▸ GOALS:
1. Rewrite the stretch of the camera-building notes from "There are a" through "prevent these problems.", renaming every "knobs" as "levers".
2. Reproduce, unchanged, the stretch of the listing from the line containing "Please provide the mask of every instance of the groom." through the listing's final line.

▸ PASSAGE TO READ:
==*==

I rarely use long lenses so currently leaning towards a non-folder. l’ll start working on the rear movements first since that will dictate the width of the bed, but wait on the base tilt for now in case I eventually decide on a folder.
I had rear rise on my 5×12 but never used it because the design I came up with was pretty terrible considering how heavy and wide the back was on that camera. But after using rear rise on my Arca Swiss I realize how nice it is for fine tuning the framing of a shot. Rear rise indirectly provides additional front fall as well.
Quick mock up for rear tilt and rise out of scrap parts. The rise was a total failure, but the base tilt works extremely well, surprisingly strong. I can’t budge it when locked down. The tilt pivot is a press-fit 5/16″ bronze flanged bearing, which helps prevent slop and makes it stronger. I won’t make the radial slot so long in the final part, even the 45° marks on the part would be overkill for a non-folder. Nice to be able to eliminate the angle braces. I’ll probably use something similar on the front standard as well.
There are a few things that bug me about this tilt design. The locking knobs aren’t anywhere close to where you’d naturally hold on to the standard to adjust the tilt. With stay braces, the knobs are located at a much better leverage point for fine adjustments. On the design above, it will probably be awkward to loosen the knobs and precisely adjust the tilt since they are so close to the tilt pivot. Also, due to this proximity, there’s a chance that they very act of tightening the knobs will change the angle of the tilt. Maybe some Belleville washers would keep enough tension on the parts when loosened to prevent these problems.
I mocked up a simple slot and pin style of rise out of scrap aluminum (photo above), where a knob tightens the movement down and an inline pin bushing an inch away keeps the two parts from twisting, but the pin and knob need to be spaced apart fairly wide to prevent the leverage from twisting the parts, which would greatly increase the length and weight of the parts by the time some actual space for the rise is factored in. Better to have a key way such as a dovetail to keep the parts aligned. The X-feed on my mill is only 6″, a lot of tedious setup, moving, and re-indicating the part in needed to slot anything longer. The rear rise parts won’t be over 6″ long, but I’ve always wanted to try milling longer aluminum stock on my router table, so I decided to try it with some WD40 for cutting fluid and really light passes. That way I can cut shorter pieces out of the longer stock, and not have to mill individual pieces.

==*==

Region outline listing:

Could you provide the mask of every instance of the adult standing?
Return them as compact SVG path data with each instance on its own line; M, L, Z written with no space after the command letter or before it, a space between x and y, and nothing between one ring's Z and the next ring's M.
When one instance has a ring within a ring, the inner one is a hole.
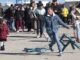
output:
M39 1L37 9L36 9L36 16L37 16L37 38L42 37L42 33L43 33L43 19L44 19L44 15L46 13L44 7L43 7L43 3L41 1Z
M46 32L51 38L49 48L51 51L53 51L52 47L55 44L55 42L57 42L59 53L60 55L62 55L62 45L58 37L58 29L60 24L66 28L69 28L65 23L62 22L59 16L54 13L53 8L48 7L47 15L45 16L44 20L44 26L46 27Z

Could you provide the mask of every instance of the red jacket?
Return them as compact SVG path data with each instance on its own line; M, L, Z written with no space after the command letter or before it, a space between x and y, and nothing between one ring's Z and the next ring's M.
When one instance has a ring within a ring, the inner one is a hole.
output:
M8 35L8 26L7 24L1 24L0 25L0 39L7 39Z

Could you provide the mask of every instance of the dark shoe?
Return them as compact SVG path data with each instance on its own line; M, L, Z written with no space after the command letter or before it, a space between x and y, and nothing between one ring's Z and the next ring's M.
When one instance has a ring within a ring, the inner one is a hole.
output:
M50 51L54 51L50 45L49 45L49 49L50 49Z
M5 47L4 46L1 46L1 50L4 51L5 50Z

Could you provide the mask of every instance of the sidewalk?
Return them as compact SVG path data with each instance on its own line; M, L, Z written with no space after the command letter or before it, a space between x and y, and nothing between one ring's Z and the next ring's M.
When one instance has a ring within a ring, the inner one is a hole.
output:
M59 34L61 35L63 32L73 33L72 30L68 31L60 29ZM77 48L73 50L71 45L66 48L64 55L61 57L58 56L56 44L53 47L54 52L45 52L40 55L27 53L25 48L48 48L47 40L44 37L37 39L36 34L33 33L10 33L5 45L6 50L0 51L1 60L80 60L80 50Z

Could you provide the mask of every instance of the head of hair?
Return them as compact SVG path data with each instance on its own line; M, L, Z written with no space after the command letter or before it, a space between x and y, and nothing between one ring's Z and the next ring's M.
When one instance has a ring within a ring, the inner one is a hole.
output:
M41 6L43 6L43 3L42 3L42 1L39 1L39 2L38 2L38 4L37 4L37 6L38 6L38 7L41 7Z
M0 18L0 24L2 24L3 23L3 19L2 18Z

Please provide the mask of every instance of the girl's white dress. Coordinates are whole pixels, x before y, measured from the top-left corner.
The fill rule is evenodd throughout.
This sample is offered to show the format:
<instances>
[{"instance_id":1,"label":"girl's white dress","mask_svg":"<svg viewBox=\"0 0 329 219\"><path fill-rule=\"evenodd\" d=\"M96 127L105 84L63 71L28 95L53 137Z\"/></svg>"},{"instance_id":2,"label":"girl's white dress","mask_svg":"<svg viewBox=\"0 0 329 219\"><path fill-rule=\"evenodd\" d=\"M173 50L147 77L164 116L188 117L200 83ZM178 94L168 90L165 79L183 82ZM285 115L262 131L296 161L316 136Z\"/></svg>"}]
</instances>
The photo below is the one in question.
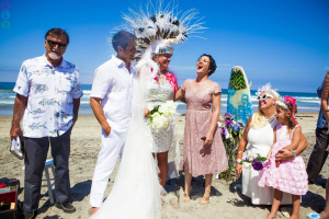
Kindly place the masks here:
<instances>
[{"instance_id":1,"label":"girl's white dress","mask_svg":"<svg viewBox=\"0 0 329 219\"><path fill-rule=\"evenodd\" d=\"M257 153L261 157L268 155L274 140L273 128L275 125L276 120L274 119L272 123L268 123L262 128L250 127L247 136L250 146L247 148L243 158L246 158L246 155ZM271 187L258 186L258 171L252 168L243 166L242 194L250 197L253 205L272 205L274 189ZM292 196L290 194L283 194L282 205L284 204L292 204Z\"/></svg>"}]
</instances>

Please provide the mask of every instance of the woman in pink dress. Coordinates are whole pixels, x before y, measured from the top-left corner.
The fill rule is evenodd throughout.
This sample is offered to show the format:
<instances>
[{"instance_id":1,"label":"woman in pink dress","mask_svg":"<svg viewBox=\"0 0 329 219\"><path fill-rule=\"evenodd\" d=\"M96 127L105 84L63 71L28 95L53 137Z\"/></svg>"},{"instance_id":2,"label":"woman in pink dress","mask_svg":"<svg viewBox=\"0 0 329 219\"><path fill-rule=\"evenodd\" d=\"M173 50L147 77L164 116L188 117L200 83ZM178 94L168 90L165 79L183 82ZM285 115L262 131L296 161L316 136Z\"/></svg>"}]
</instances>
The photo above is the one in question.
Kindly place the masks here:
<instances>
[{"instance_id":1,"label":"woman in pink dress","mask_svg":"<svg viewBox=\"0 0 329 219\"><path fill-rule=\"evenodd\" d=\"M293 214L291 219L299 218L300 195L307 193L307 173L300 155L296 155L302 136L302 128L297 124L294 114L297 112L296 100L285 96L284 100L276 101L276 120L274 127L274 143L272 145L264 169L260 172L258 185L274 188L273 204L271 212L266 219L276 217L283 193L292 194ZM294 159L287 161L275 161L275 155L281 149L291 150Z\"/></svg>"},{"instance_id":2,"label":"woman in pink dress","mask_svg":"<svg viewBox=\"0 0 329 219\"><path fill-rule=\"evenodd\" d=\"M196 62L196 79L184 81L175 100L188 104L184 129L184 201L190 200L192 176L205 175L205 193L201 204L211 196L214 173L228 169L226 151L217 122L220 113L222 90L208 79L216 70L211 55L202 55Z\"/></svg>"}]
</instances>

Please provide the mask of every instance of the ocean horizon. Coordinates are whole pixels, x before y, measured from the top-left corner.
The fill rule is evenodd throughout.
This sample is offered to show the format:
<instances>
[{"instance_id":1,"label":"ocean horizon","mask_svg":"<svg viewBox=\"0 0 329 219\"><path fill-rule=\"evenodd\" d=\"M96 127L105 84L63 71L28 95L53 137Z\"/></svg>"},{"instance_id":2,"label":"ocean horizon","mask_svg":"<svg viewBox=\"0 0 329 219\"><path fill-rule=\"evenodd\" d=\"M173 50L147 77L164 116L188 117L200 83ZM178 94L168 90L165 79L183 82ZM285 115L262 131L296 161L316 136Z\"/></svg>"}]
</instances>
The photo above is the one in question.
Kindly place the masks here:
<instances>
[{"instance_id":1,"label":"ocean horizon","mask_svg":"<svg viewBox=\"0 0 329 219\"><path fill-rule=\"evenodd\" d=\"M0 116L12 116L15 93L13 92L15 82L0 82ZM90 105L89 97L91 92L91 84L81 84L83 96L80 103L80 115L93 114ZM250 90L252 100L252 111L256 112L258 101L256 90ZM320 99L317 93L303 93L303 92L288 92L277 91L282 96L290 95L297 100L298 112L318 112L320 110ZM185 114L186 104L179 102L178 113ZM220 113L227 111L227 89L222 89Z\"/></svg>"}]
</instances>

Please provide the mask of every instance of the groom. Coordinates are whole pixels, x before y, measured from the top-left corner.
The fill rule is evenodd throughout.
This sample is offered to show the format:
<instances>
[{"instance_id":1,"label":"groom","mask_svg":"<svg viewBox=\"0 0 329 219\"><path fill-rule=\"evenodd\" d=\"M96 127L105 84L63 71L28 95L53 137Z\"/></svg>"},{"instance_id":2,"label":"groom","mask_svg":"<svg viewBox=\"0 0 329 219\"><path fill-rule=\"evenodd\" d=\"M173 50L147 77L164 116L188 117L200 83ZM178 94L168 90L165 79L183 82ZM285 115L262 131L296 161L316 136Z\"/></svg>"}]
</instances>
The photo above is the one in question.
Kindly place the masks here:
<instances>
[{"instance_id":1,"label":"groom","mask_svg":"<svg viewBox=\"0 0 329 219\"><path fill-rule=\"evenodd\" d=\"M133 83L136 78L132 61L137 53L136 36L120 31L112 38L116 56L94 71L90 106L102 126L101 151L93 173L90 205L93 215L103 203L109 177L122 153L132 115Z\"/></svg>"}]
</instances>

==*==

▸ COMPLETED EXERCISE:
1.
There are a few things that bug me about this tilt design. The locking levers aren’t anywhere close to where you’d naturally hold on to the standard to adjust the tilt. With stay braces, the levers are located at a much better leverage point for fine adjustments. On the design above, it will probably be awkward to loosen the levers and precisely adjust the tilt since they are so close to the tilt pivot. Also, due to this proximity, there’s a chance that they very act of tightening the levers will change the angle of the tilt. Maybe some Belleville washers would keep enough tension on the parts when loosened to prevent these problems.

2.
Please provide the mask of every instance of the groom. Coordinates are whole pixels, x before y, measured from the top-left corner.
The fill rule is evenodd throughout.
This sample is offered to show the format:
<instances>
[{"instance_id":1,"label":"groom","mask_svg":"<svg viewBox=\"0 0 329 219\"><path fill-rule=\"evenodd\" d=\"M96 127L105 84L63 71L28 95L53 137Z\"/></svg>"},{"instance_id":2,"label":"groom","mask_svg":"<svg viewBox=\"0 0 329 219\"><path fill-rule=\"evenodd\" d=\"M173 50L147 77L164 116L188 117L200 83ZM178 94L168 90L165 79L183 82ZM285 115L262 131L296 161L316 136Z\"/></svg>"}]
</instances>
The photo above is the one in question.
Kindly place the masks here:
<instances>
[{"instance_id":1,"label":"groom","mask_svg":"<svg viewBox=\"0 0 329 219\"><path fill-rule=\"evenodd\" d=\"M133 83L136 78L132 61L137 53L136 36L120 31L112 38L116 56L94 71L90 106L102 126L101 151L93 173L90 205L93 215L103 203L109 177L122 153L132 115Z\"/></svg>"}]
</instances>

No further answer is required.